Source extract
····················
On February 13, 2014, the Court made the following rulings on the parties’ cross-motions for summary adjudication of issues: (1) Plaintiff’s motion for summary adjudication that Defendant is a “temporary services employer” within the meaning of California Labor Code section 201.3 was granted; (2) Defendant’s cross-motion on the same issue was denied; (3) Defendant’s motion for summary adjudication based on the exception in Labor Code section 201.3 subdivision (b)(6) was denied; (4) Plaintiff’s motion for summary adjudication on Defendant’s violation of Labor Code section 201.3 subdivision (b)(1) was granted; and (5) Defendant’s motion for summary adjudication of Plaintiff’s PAGA claim on standing grounds was denied.

 

Trial is set for March 10, 2015.

 

Plaintiff now moves to set a trial management plan.  Plaintiff also brings a motion in limine regarding the burden of proof on Defendant’s Twenty-Eighth Affirmative Defense in its First Amended Answer.
····················
Data shown
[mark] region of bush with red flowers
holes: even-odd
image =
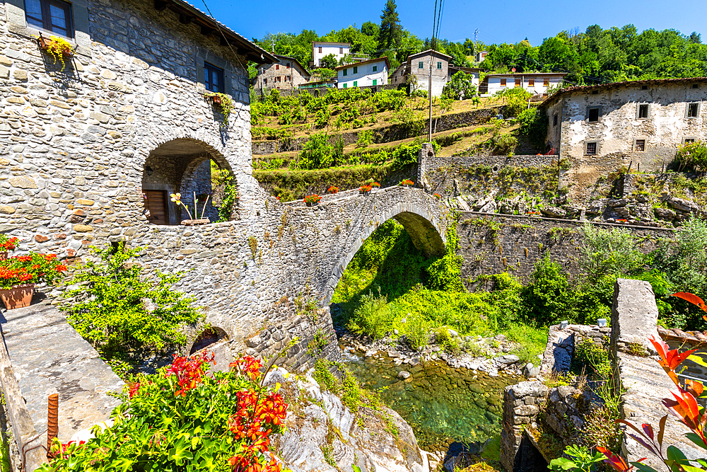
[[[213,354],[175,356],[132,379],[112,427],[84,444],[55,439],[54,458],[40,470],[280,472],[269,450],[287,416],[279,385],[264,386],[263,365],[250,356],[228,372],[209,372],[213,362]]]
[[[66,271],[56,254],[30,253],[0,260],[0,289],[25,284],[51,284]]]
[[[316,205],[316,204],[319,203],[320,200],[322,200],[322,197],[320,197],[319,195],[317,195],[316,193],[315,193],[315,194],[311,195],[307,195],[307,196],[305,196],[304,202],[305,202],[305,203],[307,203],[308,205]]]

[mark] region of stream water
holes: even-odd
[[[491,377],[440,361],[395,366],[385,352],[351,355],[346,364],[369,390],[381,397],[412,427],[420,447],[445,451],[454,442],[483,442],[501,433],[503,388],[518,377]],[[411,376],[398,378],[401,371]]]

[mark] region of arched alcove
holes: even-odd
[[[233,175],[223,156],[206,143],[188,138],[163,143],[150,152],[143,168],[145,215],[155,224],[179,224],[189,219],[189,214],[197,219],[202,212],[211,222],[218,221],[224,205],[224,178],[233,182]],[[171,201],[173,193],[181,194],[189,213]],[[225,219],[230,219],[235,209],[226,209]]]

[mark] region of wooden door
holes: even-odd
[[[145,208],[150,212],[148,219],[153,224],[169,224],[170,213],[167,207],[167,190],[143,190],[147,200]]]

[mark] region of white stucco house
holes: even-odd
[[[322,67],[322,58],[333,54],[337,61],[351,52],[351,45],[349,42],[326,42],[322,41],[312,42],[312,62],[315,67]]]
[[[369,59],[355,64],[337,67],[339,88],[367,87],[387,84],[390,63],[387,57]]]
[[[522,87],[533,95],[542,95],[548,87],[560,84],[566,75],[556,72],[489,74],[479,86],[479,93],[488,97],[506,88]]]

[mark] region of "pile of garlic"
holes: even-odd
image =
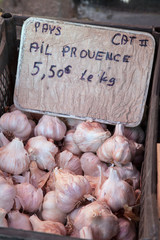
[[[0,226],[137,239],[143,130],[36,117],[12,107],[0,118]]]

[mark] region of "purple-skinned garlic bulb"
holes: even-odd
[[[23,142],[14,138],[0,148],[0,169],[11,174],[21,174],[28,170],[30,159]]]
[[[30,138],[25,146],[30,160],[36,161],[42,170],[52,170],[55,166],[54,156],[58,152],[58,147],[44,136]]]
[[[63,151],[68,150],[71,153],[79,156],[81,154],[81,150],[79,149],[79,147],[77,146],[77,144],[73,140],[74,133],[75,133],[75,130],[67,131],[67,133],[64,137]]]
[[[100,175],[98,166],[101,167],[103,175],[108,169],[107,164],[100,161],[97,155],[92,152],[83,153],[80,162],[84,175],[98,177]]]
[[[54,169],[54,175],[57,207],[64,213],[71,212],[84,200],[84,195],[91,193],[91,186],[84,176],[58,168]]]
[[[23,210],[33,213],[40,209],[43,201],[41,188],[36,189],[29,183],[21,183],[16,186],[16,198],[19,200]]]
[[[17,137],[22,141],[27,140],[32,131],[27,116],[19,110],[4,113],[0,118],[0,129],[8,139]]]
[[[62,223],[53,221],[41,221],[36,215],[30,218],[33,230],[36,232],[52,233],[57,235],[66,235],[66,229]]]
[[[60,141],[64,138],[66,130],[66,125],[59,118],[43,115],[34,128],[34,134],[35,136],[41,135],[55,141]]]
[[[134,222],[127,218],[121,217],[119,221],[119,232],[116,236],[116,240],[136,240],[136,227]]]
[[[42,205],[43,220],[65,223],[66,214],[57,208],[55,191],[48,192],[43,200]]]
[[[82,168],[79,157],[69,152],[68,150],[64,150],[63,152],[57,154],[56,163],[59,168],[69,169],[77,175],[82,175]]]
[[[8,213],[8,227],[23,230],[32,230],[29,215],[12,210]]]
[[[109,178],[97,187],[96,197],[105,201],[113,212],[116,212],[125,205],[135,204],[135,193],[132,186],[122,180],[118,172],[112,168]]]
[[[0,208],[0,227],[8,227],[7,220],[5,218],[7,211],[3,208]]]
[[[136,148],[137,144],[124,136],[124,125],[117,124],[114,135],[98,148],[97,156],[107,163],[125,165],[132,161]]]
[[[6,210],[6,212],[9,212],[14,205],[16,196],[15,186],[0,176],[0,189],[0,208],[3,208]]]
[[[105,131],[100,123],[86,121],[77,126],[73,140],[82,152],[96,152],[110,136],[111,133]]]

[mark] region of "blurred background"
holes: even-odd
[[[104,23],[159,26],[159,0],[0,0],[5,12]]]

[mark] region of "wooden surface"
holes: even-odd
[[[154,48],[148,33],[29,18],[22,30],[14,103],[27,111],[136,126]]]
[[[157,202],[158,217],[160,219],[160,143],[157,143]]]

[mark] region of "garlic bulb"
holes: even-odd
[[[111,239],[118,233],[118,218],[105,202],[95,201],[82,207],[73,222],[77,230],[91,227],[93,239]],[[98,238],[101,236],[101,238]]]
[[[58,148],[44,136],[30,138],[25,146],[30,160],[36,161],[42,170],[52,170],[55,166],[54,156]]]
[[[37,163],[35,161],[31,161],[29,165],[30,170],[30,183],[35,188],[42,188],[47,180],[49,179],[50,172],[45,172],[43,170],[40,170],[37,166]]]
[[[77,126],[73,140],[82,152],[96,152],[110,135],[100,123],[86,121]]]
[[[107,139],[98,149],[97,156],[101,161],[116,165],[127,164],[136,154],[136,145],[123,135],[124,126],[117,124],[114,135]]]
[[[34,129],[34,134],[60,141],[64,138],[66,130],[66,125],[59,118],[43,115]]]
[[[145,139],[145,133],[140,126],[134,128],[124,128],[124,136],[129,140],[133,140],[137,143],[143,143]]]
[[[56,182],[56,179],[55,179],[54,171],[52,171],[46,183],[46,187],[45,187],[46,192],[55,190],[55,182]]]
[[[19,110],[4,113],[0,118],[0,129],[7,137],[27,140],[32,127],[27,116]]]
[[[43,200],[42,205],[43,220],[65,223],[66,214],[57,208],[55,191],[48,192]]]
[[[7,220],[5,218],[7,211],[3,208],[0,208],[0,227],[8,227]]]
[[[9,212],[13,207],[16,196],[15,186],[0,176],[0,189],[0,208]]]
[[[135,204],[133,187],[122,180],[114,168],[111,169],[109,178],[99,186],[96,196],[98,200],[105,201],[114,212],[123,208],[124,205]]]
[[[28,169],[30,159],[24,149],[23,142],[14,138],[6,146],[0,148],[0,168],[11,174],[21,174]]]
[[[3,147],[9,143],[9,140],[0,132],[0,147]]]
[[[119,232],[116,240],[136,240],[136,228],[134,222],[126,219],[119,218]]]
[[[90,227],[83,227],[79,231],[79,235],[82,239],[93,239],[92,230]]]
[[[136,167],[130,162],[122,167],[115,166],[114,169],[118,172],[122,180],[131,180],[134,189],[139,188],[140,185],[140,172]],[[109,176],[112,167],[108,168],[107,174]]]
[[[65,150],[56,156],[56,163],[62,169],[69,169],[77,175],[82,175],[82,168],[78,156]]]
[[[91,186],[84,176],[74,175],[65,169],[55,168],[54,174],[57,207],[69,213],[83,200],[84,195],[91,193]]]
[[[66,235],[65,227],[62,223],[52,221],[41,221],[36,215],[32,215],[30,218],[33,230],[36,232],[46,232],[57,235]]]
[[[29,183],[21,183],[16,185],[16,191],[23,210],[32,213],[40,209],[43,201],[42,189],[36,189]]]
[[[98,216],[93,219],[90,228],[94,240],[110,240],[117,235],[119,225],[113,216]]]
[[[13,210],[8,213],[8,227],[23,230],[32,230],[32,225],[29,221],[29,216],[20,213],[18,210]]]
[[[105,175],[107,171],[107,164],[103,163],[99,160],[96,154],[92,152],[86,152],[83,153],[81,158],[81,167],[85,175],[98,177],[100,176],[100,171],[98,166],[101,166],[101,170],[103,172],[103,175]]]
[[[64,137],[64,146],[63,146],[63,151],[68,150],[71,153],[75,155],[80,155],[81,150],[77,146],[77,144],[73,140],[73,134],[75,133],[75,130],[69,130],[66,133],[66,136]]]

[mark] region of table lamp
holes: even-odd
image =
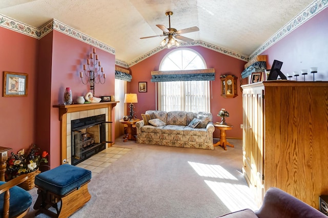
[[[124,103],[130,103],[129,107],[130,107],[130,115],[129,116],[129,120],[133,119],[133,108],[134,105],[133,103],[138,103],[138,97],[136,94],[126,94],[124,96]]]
····················
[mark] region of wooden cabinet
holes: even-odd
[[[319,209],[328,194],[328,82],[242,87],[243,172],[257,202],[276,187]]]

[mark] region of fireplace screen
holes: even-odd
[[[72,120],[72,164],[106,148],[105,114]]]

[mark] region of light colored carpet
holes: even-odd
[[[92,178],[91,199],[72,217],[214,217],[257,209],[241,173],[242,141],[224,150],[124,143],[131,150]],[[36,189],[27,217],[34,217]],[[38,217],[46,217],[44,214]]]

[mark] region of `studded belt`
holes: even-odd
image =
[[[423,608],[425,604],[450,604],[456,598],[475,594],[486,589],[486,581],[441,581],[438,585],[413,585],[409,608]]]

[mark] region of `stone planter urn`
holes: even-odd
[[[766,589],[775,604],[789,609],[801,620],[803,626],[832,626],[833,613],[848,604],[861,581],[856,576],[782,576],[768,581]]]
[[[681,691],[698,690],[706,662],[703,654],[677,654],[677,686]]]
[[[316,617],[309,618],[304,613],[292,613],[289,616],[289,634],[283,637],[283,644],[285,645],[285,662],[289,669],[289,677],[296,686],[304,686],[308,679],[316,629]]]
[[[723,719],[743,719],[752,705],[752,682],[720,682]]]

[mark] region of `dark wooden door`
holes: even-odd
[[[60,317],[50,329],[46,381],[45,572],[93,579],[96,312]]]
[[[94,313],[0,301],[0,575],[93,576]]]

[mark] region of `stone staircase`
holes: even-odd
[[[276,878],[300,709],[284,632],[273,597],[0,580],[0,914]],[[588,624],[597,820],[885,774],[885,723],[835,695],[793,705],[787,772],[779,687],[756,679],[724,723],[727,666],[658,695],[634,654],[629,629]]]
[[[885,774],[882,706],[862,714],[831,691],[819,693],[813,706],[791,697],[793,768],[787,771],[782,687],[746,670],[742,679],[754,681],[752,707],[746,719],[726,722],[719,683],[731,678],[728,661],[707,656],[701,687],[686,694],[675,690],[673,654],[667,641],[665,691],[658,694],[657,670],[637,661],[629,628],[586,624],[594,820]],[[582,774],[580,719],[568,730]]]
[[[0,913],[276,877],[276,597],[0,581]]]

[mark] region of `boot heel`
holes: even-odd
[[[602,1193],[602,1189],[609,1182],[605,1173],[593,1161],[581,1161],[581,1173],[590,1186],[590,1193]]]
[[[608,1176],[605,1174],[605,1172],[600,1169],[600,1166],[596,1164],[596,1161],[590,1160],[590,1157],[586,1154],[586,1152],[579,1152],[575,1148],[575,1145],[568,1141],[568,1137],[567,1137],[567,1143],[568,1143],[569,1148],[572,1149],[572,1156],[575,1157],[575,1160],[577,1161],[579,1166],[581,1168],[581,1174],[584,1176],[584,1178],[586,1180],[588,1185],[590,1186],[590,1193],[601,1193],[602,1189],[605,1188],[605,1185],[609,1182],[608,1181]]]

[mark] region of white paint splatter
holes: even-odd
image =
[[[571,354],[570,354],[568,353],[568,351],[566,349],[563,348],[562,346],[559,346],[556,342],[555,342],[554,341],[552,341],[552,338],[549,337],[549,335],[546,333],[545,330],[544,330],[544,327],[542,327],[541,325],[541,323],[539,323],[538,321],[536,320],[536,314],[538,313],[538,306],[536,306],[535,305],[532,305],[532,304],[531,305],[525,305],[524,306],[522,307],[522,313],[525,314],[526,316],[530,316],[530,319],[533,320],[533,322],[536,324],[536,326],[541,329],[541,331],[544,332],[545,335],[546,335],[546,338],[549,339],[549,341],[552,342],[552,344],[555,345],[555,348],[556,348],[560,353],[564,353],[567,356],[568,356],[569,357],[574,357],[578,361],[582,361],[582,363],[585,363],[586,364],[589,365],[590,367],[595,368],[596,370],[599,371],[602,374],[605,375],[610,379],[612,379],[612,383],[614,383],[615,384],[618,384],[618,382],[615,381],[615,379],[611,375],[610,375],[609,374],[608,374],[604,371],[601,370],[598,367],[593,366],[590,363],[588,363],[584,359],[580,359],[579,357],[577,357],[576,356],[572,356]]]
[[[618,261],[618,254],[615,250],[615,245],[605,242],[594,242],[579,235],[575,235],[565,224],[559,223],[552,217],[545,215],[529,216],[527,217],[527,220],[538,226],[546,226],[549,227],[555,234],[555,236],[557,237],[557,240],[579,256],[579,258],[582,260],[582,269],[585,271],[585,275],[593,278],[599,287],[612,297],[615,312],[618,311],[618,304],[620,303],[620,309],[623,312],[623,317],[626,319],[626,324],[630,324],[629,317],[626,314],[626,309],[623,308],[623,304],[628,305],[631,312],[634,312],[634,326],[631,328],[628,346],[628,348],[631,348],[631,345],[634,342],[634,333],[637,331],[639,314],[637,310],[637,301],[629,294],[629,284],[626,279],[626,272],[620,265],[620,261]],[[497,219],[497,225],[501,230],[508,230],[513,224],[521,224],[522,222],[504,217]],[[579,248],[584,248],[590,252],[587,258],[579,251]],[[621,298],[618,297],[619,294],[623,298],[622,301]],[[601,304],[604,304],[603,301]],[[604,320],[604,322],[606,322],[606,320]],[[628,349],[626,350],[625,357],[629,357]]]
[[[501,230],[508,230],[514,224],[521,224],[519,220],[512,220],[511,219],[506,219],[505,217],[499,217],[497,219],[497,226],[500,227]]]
····················
Requests
a) Answer these questions from the court ruling excerpt:
(i) On what date did the Court rule on the cross-motions for summary adjudication?
(ii) When is trial set?
(iii) Which affirmative defense is the motion in limine about?
b) Write the next part of the court ruling excerpt, starting after its last sentence.
The data were taken from a different source than the court ruling excerpt.

Expected outputs
a)
(i) February 13, 2014
(ii) March 10, 2015
(iii) Defendant's Twenty-Eighth Affirmative Defense in its First Amended Answer

b)
Defendant brings five motions in limine: (1) regarding the burden of proof for the statutory exception under Labor Code section 201.3 subdivision (b)(6); (2) regarding the applicability of section 201.3 subdivision (b)(6) during initial 90-day period of assignment and right to present individual evidence at trial; (3) to bar recovery of civil penalties on behalf of any current or former employee who was assigned to a client for 90 days or more and related issues; (4) to exclude evidence and testimony regarding any current or former employee subject to the Dispute Resolution Agreement; and (5) barring civil penalties awarded under PAGA.

 

Judicial Notice

 

In support of his motions, Plaintiff requests judicial notice of Defendant’s First Amended Answer to Verified Second Amended Complaint.  The request is GRANTED.  (Cal. Evid. Code, § 452, subd. (d) [judicial notice of court records].)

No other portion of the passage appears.